### Aim of the exercise
Find the string "sign" in the records and copy each line where it occurs.

========================================

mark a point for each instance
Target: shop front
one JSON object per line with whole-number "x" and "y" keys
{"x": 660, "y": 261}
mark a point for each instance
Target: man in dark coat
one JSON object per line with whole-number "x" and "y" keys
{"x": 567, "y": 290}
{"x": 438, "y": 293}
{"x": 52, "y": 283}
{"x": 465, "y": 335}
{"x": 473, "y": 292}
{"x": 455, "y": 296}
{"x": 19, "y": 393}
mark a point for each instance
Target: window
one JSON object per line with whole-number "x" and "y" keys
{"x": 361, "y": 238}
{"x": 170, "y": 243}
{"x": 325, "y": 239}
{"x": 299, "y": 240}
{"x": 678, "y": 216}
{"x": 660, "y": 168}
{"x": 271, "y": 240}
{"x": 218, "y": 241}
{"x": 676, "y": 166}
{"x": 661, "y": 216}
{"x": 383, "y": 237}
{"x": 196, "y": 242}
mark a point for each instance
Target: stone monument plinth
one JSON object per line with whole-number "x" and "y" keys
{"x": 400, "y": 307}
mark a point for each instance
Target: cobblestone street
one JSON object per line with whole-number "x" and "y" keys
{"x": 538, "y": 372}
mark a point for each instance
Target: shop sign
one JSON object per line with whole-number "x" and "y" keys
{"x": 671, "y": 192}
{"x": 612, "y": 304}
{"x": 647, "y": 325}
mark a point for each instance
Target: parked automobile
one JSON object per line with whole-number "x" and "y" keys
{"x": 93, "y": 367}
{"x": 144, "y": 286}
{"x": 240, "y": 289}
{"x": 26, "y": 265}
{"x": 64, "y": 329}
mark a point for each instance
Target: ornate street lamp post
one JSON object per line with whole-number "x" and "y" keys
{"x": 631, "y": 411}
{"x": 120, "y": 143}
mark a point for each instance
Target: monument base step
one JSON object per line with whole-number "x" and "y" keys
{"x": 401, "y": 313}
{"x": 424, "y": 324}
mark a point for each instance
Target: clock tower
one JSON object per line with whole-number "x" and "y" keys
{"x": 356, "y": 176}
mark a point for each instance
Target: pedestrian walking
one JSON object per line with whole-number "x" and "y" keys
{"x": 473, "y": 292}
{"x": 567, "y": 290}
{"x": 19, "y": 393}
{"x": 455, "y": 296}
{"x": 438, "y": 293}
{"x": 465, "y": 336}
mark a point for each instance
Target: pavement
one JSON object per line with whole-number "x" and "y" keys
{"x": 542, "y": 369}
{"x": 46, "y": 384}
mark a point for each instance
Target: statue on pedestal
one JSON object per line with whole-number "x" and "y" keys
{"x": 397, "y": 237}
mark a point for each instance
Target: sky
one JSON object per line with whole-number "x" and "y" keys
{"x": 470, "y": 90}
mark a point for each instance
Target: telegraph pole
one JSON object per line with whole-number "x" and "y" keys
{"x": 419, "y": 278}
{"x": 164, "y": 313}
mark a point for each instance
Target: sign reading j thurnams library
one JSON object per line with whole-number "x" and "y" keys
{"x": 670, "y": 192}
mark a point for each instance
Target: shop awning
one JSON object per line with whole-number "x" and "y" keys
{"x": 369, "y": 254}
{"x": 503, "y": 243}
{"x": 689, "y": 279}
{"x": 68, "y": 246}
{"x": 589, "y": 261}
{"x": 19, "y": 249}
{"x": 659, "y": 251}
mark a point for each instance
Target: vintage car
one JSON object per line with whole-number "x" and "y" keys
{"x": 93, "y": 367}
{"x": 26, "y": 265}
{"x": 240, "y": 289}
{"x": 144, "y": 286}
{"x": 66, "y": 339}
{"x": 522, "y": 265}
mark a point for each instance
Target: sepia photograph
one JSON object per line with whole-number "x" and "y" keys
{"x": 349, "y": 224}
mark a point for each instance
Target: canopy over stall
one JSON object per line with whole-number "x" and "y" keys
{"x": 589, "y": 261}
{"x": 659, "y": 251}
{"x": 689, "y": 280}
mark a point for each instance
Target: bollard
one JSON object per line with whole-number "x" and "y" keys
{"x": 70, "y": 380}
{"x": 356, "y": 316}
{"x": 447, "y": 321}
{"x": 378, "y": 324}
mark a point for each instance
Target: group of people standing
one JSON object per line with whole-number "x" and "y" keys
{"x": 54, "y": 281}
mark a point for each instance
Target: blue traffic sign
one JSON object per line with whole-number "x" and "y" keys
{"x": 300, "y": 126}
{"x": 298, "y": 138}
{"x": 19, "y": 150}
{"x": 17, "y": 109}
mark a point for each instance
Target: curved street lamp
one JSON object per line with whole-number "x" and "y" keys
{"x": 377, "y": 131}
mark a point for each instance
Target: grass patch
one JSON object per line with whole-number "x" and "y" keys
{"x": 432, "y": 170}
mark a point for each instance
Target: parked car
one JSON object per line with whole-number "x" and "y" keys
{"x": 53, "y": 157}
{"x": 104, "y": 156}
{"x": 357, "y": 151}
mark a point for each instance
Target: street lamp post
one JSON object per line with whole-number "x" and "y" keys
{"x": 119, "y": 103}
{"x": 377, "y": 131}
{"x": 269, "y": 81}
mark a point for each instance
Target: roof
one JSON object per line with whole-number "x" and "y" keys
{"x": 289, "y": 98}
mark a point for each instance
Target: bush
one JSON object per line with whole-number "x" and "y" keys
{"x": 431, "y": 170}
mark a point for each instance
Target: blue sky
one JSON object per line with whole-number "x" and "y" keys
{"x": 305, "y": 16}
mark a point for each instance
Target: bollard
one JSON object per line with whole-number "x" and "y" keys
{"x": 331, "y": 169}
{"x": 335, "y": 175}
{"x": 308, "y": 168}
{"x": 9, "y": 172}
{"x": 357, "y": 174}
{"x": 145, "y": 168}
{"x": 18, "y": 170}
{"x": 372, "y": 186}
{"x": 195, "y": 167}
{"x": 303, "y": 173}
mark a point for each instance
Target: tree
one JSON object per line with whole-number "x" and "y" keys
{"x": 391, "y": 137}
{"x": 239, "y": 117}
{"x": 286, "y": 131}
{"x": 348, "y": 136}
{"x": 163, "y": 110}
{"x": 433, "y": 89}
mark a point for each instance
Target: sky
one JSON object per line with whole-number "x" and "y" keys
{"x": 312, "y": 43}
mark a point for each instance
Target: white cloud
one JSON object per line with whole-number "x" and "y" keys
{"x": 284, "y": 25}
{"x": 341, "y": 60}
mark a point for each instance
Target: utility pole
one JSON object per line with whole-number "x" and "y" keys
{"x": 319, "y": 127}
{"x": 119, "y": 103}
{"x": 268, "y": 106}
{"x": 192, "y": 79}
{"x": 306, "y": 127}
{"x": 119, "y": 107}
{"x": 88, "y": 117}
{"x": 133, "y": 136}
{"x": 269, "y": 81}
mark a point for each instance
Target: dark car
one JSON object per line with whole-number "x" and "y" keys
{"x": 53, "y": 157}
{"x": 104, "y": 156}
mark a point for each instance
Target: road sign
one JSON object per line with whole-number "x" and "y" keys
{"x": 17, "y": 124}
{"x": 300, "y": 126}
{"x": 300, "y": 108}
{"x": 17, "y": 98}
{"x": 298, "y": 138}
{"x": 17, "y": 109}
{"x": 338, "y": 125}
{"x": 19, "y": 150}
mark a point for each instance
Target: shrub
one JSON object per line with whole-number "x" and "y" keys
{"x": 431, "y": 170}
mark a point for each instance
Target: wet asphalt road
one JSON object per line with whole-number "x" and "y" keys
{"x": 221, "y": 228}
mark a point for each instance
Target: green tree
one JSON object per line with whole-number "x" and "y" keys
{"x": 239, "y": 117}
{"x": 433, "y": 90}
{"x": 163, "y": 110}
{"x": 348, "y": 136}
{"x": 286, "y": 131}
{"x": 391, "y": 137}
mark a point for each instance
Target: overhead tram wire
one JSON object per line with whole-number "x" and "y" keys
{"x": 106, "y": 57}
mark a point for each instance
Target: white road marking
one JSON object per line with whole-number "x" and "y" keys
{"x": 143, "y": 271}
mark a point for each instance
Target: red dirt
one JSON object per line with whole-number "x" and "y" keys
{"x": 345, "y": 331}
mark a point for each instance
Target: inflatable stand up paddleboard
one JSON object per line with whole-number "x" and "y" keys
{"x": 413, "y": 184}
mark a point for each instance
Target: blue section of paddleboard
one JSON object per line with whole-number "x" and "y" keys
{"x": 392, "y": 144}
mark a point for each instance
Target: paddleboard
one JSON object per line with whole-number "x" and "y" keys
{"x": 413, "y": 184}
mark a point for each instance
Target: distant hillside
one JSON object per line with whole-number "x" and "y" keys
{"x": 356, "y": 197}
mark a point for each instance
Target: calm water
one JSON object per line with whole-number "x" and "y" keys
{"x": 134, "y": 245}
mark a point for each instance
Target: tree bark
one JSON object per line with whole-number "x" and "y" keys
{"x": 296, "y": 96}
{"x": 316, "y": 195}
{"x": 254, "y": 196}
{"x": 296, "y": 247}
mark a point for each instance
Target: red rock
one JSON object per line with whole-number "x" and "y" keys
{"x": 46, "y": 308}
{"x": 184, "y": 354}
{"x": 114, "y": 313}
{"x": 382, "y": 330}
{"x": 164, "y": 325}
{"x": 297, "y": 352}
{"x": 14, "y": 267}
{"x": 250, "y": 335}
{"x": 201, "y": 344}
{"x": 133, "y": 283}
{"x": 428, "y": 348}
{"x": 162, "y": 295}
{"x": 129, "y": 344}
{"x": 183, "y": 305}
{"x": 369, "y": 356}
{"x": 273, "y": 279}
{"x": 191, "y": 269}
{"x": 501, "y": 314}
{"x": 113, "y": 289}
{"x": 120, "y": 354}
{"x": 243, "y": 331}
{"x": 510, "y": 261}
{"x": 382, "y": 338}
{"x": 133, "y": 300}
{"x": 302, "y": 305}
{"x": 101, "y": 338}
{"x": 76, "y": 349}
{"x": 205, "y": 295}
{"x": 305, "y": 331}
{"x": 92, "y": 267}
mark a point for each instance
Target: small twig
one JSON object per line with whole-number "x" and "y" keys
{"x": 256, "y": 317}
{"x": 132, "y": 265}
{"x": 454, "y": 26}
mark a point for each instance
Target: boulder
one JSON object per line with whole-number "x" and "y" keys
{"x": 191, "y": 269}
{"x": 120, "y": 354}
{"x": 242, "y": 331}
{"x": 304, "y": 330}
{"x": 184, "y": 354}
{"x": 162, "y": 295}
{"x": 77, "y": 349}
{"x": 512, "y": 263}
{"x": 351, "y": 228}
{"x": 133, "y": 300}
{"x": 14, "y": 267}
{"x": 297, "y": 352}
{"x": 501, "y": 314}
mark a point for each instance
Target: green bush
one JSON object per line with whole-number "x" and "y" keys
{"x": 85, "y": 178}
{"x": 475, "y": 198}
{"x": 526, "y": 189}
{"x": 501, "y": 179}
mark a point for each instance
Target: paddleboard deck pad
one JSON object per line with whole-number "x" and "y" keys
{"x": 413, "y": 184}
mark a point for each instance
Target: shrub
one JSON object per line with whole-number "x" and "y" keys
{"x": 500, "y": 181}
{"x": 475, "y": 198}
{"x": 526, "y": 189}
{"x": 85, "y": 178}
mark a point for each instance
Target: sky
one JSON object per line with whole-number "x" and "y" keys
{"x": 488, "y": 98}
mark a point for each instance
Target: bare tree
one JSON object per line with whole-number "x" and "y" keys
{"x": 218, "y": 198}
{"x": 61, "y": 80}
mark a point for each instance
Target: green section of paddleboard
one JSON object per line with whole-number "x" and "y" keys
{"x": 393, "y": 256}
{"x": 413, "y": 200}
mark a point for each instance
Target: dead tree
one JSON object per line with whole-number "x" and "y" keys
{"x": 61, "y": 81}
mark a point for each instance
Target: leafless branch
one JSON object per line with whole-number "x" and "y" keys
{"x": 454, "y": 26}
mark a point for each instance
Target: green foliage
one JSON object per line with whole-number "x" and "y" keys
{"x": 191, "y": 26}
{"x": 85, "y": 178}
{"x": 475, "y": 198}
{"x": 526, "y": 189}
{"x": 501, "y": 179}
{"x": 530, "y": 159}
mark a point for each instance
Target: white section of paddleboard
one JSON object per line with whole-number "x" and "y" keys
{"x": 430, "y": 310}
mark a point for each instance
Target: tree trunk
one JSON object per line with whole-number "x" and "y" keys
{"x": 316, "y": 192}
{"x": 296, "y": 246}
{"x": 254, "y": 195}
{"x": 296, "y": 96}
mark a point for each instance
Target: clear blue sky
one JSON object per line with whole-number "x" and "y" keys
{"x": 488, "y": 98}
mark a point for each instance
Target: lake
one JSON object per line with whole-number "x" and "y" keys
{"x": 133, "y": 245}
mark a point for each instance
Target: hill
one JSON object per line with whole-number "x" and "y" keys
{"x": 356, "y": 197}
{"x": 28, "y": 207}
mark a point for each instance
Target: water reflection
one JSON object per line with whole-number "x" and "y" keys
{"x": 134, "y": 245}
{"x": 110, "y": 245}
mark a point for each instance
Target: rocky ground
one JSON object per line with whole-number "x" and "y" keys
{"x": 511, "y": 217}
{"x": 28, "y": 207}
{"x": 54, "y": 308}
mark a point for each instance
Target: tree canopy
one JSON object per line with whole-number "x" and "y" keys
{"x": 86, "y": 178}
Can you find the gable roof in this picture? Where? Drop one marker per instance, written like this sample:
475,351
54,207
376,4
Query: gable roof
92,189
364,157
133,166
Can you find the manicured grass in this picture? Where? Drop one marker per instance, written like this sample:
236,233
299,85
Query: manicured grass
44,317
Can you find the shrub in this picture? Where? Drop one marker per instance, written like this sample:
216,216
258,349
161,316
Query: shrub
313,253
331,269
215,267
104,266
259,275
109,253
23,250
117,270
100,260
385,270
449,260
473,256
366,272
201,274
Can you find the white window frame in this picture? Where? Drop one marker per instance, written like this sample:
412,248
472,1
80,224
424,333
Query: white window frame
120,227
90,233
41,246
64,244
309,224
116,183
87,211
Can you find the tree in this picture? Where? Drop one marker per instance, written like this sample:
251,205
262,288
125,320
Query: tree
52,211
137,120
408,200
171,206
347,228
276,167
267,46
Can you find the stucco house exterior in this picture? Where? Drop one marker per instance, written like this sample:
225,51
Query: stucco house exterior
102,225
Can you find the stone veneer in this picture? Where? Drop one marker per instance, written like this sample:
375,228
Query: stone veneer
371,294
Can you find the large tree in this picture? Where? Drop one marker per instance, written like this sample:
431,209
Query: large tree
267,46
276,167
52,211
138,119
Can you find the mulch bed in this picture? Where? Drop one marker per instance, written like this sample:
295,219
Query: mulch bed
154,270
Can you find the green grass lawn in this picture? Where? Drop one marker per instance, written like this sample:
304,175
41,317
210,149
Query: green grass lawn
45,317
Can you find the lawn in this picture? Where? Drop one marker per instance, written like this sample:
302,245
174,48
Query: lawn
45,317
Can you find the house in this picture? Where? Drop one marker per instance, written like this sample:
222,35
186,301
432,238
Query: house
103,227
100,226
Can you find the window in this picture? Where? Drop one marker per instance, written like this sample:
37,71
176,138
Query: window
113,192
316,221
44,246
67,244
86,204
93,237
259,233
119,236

========================================

### Output for this exercise
Target: shop sign
Target: sign reading j thurnams library
Target: blue traffic sign
Target: road sign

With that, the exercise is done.